_Challenges:_
a – Using the passage on Nepal's capital expenditure, answer the following:
(i) During which part of the fiscal year does Nepal's capital expenditure increase rapidly?
(ii) Besides funds for executing civil works, what purchases does the capital budget cover?
(iii) What type of expense accounts for a large proportion of every annual budget in Nepal?
b – Resume the passage on Nepal's capital expenditure, writing on from its final sentence in the same formal register.

— start of Source text —

Such expenditure has the potential to positively impact economic growth and development. At a macro-level, it intends to uplift the national economy effectively. Sufficient attention is given to the prudent use of national resources. Nepal's capital expenditure is not consistent throughout the fiscal year as it remains sluggish initially and rapidly increases during the last quarter of the fiscal year just to meet targets. This raises questions pertaining to the overall effectiveness of services and quality of development outputs.

Binding constraint
Expenses made in infrastructure development, construction and other sectors help generate real capital in the economy. The capital budget includes funds allocated to execute civil works as well as purchase land, buildings, plants, and machinery. Low capital spending creates a binding constraint on economic growth and delays the improvement of people's living standard. 

A successful execution of budget depends on an efficient and effective use of capital expenditure. It is an important tool to address the rising expectations of people at large. Capital expenditure creates a congenial environment by generating jobs, ensuring liquidity in the banking sector.
In principally, the size of a recurrent budget if compared with a capital one should be substantially small. In contrast, recurrent expenses account for a large proportion of every annual budget in Nepal. Capital expenditure itself determines the economic growth rate of any nation.

— end of Source text —
— start of Data records —

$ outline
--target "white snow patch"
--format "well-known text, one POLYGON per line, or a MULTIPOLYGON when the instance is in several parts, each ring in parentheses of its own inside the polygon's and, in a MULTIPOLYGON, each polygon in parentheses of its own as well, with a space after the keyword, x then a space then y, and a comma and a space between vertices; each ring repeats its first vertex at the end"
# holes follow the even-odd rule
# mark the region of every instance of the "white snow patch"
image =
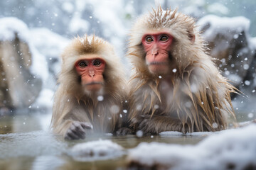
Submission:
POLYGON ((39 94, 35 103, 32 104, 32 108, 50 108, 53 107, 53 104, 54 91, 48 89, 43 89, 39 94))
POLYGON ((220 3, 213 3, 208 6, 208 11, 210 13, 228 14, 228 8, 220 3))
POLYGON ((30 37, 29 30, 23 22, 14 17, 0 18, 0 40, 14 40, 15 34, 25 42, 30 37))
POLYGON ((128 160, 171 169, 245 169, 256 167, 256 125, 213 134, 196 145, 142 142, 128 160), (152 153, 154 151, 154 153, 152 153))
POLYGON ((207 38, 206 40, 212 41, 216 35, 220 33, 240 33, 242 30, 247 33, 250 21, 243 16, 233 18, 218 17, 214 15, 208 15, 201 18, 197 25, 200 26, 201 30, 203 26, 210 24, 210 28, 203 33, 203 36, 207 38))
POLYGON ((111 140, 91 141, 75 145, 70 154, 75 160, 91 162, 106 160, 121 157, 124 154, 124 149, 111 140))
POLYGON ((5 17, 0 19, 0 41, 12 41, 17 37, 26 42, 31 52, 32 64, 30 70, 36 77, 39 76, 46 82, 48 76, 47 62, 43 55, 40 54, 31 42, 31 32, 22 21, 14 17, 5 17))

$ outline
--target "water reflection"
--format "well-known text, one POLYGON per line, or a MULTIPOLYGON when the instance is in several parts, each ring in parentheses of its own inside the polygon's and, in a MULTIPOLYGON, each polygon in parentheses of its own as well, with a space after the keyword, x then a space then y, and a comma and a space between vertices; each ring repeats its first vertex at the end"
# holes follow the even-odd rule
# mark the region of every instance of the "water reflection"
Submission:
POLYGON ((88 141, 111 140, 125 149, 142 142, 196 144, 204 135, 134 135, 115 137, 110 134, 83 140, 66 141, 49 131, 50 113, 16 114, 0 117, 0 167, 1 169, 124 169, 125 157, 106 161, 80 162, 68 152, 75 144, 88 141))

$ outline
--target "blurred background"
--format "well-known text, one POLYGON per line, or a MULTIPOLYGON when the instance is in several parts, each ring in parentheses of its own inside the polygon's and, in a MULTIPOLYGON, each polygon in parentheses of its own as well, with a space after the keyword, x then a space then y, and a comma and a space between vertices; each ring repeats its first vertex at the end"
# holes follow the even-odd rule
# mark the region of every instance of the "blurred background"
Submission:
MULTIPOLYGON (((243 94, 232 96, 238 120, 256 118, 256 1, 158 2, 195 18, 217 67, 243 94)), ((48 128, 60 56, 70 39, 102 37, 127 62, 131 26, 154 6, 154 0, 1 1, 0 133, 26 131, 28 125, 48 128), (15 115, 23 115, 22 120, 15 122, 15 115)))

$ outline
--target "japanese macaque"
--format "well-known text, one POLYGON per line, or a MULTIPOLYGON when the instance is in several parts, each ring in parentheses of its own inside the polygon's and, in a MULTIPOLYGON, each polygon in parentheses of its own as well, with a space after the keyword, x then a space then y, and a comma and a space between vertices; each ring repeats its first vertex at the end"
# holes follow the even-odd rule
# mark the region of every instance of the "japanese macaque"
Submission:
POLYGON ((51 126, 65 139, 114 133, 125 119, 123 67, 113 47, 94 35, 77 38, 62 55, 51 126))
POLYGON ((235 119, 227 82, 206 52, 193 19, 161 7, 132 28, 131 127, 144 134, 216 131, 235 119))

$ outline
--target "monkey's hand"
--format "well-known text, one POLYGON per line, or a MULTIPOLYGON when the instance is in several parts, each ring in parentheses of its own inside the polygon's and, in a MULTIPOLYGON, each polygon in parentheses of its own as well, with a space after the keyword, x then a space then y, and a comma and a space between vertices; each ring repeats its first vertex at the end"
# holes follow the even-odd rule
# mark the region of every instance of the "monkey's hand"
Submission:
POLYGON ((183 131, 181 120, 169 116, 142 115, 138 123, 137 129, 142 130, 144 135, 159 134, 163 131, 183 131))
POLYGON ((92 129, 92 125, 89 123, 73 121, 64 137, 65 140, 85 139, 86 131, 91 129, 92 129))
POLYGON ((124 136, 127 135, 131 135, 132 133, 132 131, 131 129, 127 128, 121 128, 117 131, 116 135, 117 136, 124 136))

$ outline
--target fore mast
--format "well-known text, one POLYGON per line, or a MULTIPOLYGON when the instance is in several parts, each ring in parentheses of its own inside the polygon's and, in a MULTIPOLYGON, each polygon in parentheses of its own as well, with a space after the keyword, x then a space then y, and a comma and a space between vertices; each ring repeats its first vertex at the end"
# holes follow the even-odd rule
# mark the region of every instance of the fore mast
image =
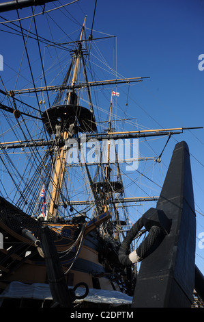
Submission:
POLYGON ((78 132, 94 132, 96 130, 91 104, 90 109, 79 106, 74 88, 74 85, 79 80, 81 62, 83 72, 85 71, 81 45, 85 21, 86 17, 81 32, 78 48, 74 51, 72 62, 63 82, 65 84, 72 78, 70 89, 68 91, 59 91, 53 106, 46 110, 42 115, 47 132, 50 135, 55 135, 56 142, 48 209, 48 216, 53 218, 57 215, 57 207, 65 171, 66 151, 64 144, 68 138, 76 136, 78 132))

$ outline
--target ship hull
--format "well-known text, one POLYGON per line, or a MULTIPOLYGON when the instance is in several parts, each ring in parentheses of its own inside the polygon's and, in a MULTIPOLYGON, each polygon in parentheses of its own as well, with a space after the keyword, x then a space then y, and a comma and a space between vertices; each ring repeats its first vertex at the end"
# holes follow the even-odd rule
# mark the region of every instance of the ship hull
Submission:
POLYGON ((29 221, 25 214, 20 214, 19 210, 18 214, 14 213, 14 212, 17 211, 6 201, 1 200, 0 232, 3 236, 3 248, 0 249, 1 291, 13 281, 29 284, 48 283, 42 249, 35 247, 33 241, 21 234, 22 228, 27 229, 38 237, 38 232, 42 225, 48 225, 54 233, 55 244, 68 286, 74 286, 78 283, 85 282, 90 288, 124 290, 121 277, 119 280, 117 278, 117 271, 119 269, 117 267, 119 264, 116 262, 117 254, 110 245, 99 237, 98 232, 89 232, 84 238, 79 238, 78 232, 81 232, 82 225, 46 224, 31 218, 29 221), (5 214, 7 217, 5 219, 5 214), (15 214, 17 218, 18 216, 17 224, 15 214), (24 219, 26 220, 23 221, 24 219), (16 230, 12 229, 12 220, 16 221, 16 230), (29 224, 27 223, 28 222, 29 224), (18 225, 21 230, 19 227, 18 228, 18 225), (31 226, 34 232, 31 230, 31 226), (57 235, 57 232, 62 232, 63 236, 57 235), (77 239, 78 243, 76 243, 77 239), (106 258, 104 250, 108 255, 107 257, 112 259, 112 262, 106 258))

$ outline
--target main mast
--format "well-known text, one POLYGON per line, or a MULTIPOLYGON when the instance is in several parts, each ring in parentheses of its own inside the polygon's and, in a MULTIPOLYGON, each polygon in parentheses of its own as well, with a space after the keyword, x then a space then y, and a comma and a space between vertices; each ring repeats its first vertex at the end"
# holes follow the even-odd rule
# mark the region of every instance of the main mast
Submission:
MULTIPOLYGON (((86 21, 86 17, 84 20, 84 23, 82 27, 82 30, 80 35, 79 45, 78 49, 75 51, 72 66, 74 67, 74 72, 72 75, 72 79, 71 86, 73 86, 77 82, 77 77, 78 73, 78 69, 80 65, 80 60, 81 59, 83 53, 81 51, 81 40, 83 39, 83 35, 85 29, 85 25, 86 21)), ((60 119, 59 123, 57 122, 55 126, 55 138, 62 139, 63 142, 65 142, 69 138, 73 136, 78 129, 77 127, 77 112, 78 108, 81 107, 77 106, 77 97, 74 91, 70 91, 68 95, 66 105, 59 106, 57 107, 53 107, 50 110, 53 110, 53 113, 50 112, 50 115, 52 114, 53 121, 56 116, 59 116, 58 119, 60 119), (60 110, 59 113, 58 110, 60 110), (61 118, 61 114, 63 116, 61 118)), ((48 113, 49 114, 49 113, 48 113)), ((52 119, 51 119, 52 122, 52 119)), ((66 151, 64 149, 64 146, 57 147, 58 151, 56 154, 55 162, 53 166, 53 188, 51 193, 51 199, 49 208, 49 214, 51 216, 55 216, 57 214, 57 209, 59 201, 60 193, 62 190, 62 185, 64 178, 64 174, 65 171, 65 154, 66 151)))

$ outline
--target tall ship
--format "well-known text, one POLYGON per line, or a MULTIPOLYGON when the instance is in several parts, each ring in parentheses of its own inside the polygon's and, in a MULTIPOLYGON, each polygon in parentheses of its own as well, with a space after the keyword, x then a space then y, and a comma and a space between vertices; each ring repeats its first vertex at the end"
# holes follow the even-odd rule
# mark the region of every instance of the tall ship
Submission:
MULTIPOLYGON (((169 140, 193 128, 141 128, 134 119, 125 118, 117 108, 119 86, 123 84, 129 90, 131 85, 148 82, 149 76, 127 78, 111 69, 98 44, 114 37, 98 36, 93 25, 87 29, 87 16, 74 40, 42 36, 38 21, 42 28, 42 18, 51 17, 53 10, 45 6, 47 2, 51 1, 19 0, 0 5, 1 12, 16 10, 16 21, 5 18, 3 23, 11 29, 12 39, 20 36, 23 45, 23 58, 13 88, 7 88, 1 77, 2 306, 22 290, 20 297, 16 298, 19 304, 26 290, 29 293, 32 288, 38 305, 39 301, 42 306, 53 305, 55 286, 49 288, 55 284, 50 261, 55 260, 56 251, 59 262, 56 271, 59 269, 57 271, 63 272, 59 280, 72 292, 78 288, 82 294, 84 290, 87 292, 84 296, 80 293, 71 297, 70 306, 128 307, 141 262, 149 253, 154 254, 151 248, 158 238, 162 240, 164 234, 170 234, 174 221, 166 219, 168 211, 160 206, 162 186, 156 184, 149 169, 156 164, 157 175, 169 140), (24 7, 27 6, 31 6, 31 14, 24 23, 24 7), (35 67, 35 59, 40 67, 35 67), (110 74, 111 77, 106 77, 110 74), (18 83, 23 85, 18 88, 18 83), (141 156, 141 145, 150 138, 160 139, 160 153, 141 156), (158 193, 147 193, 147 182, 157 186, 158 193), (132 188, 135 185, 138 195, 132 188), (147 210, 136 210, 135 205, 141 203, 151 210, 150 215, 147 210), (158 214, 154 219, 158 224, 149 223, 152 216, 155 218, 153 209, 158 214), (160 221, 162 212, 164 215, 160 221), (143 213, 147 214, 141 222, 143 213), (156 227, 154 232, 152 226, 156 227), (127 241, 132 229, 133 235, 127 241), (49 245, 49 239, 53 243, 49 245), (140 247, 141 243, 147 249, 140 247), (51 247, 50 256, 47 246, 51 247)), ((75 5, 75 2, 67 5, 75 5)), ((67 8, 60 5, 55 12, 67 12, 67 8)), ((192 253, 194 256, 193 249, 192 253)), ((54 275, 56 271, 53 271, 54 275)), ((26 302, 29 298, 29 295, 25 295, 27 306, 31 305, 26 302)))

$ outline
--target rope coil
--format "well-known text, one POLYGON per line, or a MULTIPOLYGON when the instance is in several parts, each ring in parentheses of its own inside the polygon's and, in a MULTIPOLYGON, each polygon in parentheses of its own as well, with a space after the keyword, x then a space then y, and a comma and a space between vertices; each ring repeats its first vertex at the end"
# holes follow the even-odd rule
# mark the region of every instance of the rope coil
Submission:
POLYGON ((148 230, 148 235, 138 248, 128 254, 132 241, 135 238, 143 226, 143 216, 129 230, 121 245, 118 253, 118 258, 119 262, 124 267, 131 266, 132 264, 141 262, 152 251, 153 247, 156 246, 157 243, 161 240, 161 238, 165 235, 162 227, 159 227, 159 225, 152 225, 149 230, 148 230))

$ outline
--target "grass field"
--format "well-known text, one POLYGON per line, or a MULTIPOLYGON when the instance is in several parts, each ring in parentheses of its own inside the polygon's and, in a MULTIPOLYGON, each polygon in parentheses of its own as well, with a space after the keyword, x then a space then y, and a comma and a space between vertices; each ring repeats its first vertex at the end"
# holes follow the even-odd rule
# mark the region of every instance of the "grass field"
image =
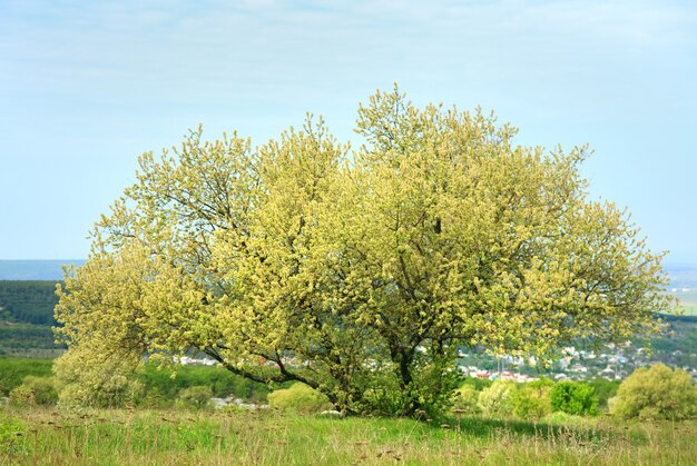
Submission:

— end of Data records —

_Answers:_
a –
(i) During the last quarter of the fiscal year.
(ii) Land, buildings, plants, and machinery.
(iii) Recurrent expenses.

b –
If the annual budget is determined to escalate a high economic growth rate, it is essential to reduce the growing burden of recurrent expenses and divert the remaining funds to development purposes. The inability of the state to use funds has its reasons. In 2018-19, about 73.4 per cent of development budget was spent. At the outset of the fiscal year, a nominal amount of capital expenditure was spent which stood at only 5.5 per cent in the first quarter. It escalated to 17.68 per cent within the first half of the fiscal year. 
Most amounts were spent at the end of the financial year. About 16.4 per cent was spent in the last week of the fiscal year. Economists say that at least 8-12 per cent of its gross domestic income needs to be spent on construction of public infrastructure.
The government is playing a leading role even in creating investment opportunities in infrastructure as well as public utility goods. Such a situation creates insufficient capital expenditure which results in a slow-paced development. 

The eleventh hour exhaustion of capital budget also leads to short-lived roads, bridges, and other infrastructure wasting the state's resources.
The slow spending of capital is regarded as the main reason for low circulation of liquidity in the market. Banking transactions are negatively affected.  Timely spending helps circulate cash in banks.  The large amount of loanable funds in the financial sector over the past few years was an outcome of an inadequate and excessively slow pace of capital spending.
Due to the insufficient capacity of the line agencies, the development budget freezes at the end of the fiscal year. Delay in awarding contracts is another cause of slow or no spending of budget. Frequent transfers of personnel without sufficient reasons also impede capital spending. 

Way forward
It is essential to make results-based performance evaluation of the concerned personnel. The policy of the government to set up a system of performance contracts needs to be effectively implemented.  Obsolete structures of federalism need to be reviewed. 

It is also necessary to make amendments to the Public Procurement Act and deal with other concerns stipulating a clear-cut business plan for the whole fiscal year. Line agencies must formulate a procurement plan for all projects on time.  Vigorous training regarding the jurisdiction of the federal structure as well as the procedural manner to all elected representatives and concerned personnel should be provided.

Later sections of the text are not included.